▶ **ИСХОДНЫЙ ЗАПРОС 1**
Определите число строк в записях ниже, в которых встречается слово "roof". В ответе укажите только число.

▶ **ЦИТИРУЕМЫЙ ОТРЫВОК**
• • • •

Тем не менее Москвина, как и очень многие, этот спектакль искренне и нежно полюбила и, по её собственному признанию, смотрела пять раз. Но дело было не только в её симпатии к знаменитому артисту. Тут что-то было ещё, шедшее от самой пьесы Грибоедова, дававшее неожиданное ощущение точки опоры под ногами, выбитое и даже почти забытое в сейсмичные 90-е годы. И дело не только в том, что Меньшиков вопреки всем новомодным тенденциям ставил откровенно романтическое сочинение, написанное светским молодым человеком между его любовными интригами, романами, дуэлями и музыкальными пассажами. Завораживал не обличительный пафос монологов Чацкого, а его жажда любви и жизни. Не паноптикум «фамусовского общества» — а образ любимого, родного, несчастного и прекрасного Отечества, куда так стремился герой Грибоедова и где сразу получил от ворот поворот. От всех по очереди, но больнее и беспощаднее всего, конечно, от Софьи (Ольга Кузина).
…И вот он уже один. С колосников щедро сыплется бутафорский снег, оседая у него на плечах и смешиваясь с настоящими слезами. «Безумным вы меня прославили всем хором?» Но поэт всегда прав. Из мучительного поединка с жизнью герой Олега Меньшикова выходил победителем. Он появлялся на сцене как звезда. И уходил как триумфатор под гром влюблённых оваций. Тогда, в 1998 году, месседж комедии Грибоедова, может быть, впервые был услышан и поддержан зрительным залом: люди, не лгите себе, не смиряйтесь, не сдавайтесь! Не бойтесь говорить то, что думаете. Правда не в силе, правда в уме. И в любви!
Александр Пушкин. Борис Годунов
В театральной истории конца XIX — начала ХХ века зафиксировано лишь несколько весьма скромных удач. К ним причисляют, например, две дебютные роли Константина Станиславского — Дона Гуана в «Каменном госте» и старого барона в «Скупом рыцаре» в спектаклях Московского общества искусства и литературы. С них и началась актёрская судьба будущего реформатора мировой сцены, а тогда ещё талантливого актёра-любителя Константина Алексеева. А вот в роли Сальери спустя двадцать лет уже прославленный Станиславский, по собственному признанию, «жестоко провалился». «…Все хотят видеть в Пушкине только звучные стихи, — писал он, — совершенно не интересуясь и даже не подозревая о тех недосягаемых глубинах, которые волнуют тех, кто заглянул глубоко в душу Пушкина». Слабым утешением могло служить то, что роль Сальери не удалась никому из его предшественников, несмотря на то, что за неё брались такие выдающиеся актёры, как Василий Каратыгин, Михаил Щепкин, Василий Далматов, Григорий Ге и другие.

• • • •

▶ **ИЗВЛЕЧЁННЫЕ ДАННЫЕ**
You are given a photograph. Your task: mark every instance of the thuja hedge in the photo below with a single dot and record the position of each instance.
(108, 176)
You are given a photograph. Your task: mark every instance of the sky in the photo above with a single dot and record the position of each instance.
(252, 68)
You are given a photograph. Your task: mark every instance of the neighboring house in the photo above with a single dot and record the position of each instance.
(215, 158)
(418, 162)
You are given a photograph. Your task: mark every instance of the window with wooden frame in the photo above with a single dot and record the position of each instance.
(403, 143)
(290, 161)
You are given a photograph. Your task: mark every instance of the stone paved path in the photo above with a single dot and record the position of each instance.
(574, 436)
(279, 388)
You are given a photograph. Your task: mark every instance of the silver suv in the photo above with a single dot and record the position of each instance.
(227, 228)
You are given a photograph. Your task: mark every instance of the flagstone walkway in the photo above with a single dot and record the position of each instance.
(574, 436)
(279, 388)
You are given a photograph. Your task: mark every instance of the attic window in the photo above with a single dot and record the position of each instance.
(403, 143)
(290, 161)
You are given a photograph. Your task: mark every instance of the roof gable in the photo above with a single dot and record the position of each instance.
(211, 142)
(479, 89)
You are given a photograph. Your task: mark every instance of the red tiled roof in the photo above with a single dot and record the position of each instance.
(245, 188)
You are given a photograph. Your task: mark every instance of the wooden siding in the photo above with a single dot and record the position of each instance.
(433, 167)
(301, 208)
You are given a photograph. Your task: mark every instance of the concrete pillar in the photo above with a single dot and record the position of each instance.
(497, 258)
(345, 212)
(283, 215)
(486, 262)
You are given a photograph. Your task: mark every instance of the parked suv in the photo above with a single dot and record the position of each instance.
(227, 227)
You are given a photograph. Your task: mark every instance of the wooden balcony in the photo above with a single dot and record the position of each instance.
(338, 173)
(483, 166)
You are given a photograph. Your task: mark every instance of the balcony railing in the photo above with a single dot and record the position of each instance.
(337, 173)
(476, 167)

• • • •

▶ **ИСХОДНЫЙ ЗАПРОС 2**
Ответьте по отрывку о театральных постановках, приведенному выше:
(а) Сколько раз, по собственному признанию, Москвина смотрела спектакль Меньшикова?
(б) В каком году, согласно отрывку, месседж комедии Грибоедова, может быть, впервые был услышан и поддержан зрительным залом?
(в) Какие две дебютные роли Константина Станиславского названы в отрывке?

▶ **ПРАВИЛЬНЫЙ ОТВЕТ 1**
2

▶ **ПРАВИЛЬНЫЙ ОТВЕТ 2**
(а) Пять раз.
(б) В 1998 году.
(в) Дон Гуан в «Каменном госте» и старый барон в «Скупом рыцаре».